Politics

Jim Webb Has The Most Progressive Drug Approach Of Any Candidate

On Thursday, former U.S. Sen. Jim Webb became the fifth Democrat to enter into the ring of presidential hopefuls and the 19th to enter the overall race. 

"I understand the odds," said Webb, who is largely considered a long-shot candidate, "particularly in today's political climate where fair debate is so often drowned out by huge sums of money[.]" 

For a relative back burner candidate, however, Webb has some big ideas. Speaking Tuesday at the National Sheriff's Association Conference in Baltimore, Webb hinted at his support for decriminalizing or legalizing drug use, making him by far the most progressive candidate so far on the issue of drug policy.  

"There have got to be better ways for us to approach the issues of drug use in America," said Webb, in reference to the soaring numbers of non-violent drug offenders locked in prison. "One of the most fascinating changes in our society in my adult lifetime has been the approach towards cigarette smoking. If you think about this, we didn't make cigarettes illegal. We just got the information out there and educated people about the potential harm. ...And that is actually a success of education regarding your health more than punitive law per se. And there have to be similar approaches when it comes to drug use."   

According to Tom Angell, founder and chairman of the Marijuana Majority, Webb's approach, or the one he intimated Tuesday in front of a large group of law enforcement personnel, represented how drug policy politics have evolved in recent years. "The American experience with tobacco shows that a successful public health approach to drugs doesn't involve handcuffs and jail cells," Angell said. 

Webb's stance, Angell explained, could be an indicator of a political landscape where radical approaches to drug policy would be perhaps more normalized. "Polling now shows that most Americans think the drug war is a failure and support legalizing marijuana. I expect to see more politicians catching on and saying things like this during this election cycle," Angell said. 

According to a recent Pew poll, 63 percent of Americans favor ending mandatory prison sentences for drug law violations, and nearly 70 percent think the government should spend more time focusing on providing treatment plans for serious users of drugs like cocaine and heroin. Only 26 percent think the focus should be on prosecuting those people.
******************************
▶ _WHAT IS NEEDED_
How would you render this sentence from the article on Jim Webb's drug policy in Spanish: "Only 26 percent think the focus should be on prosecuting those people."
******************************
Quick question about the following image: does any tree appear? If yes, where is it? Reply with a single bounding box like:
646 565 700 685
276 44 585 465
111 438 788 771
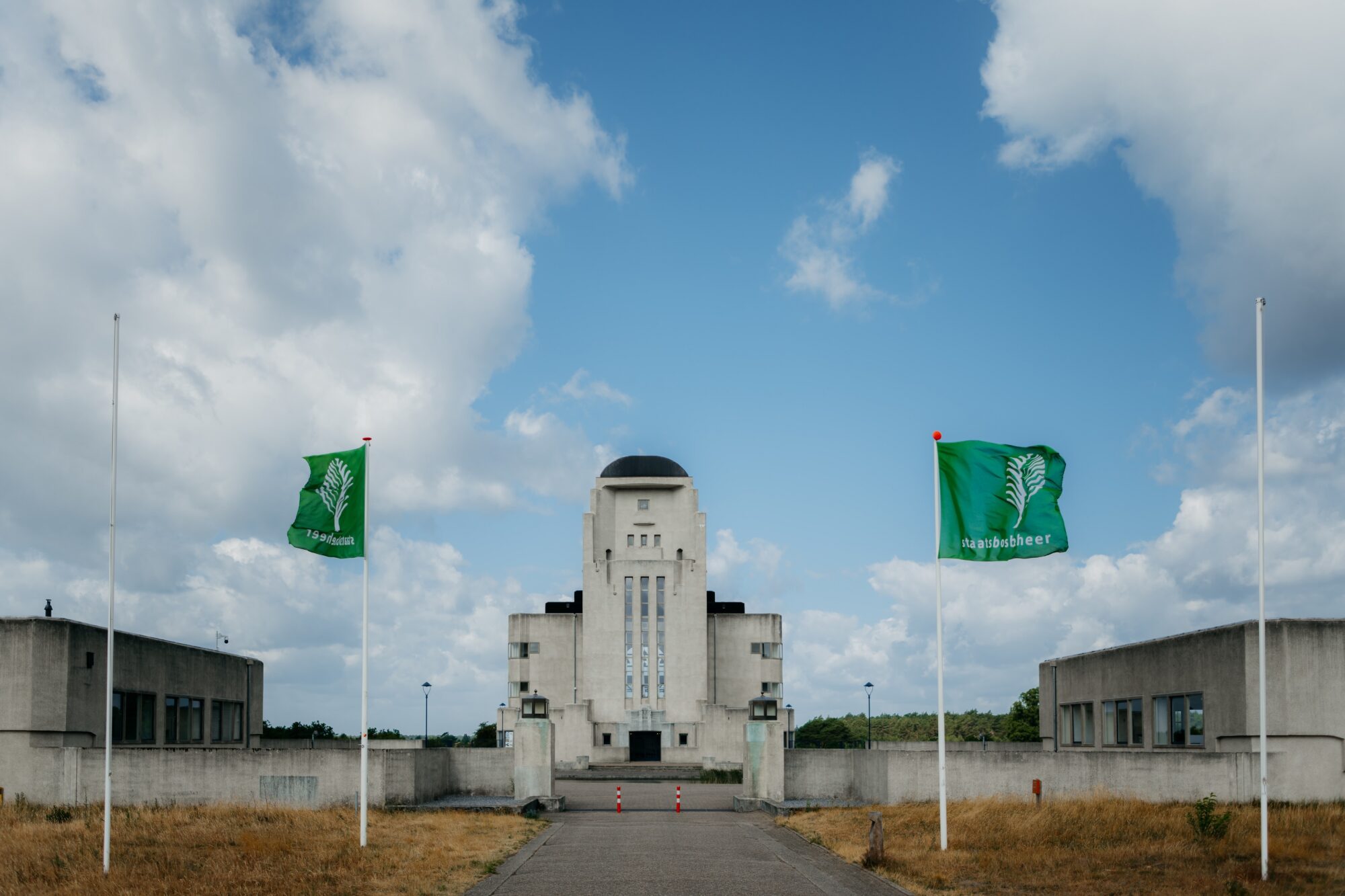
1005 688 1041 743
472 723 496 747
794 716 854 749
261 720 336 740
******************************
▶ _RESPONSE_
Solo el 26 por ciento cree que el enfoque debería estar en procesar a esas personas.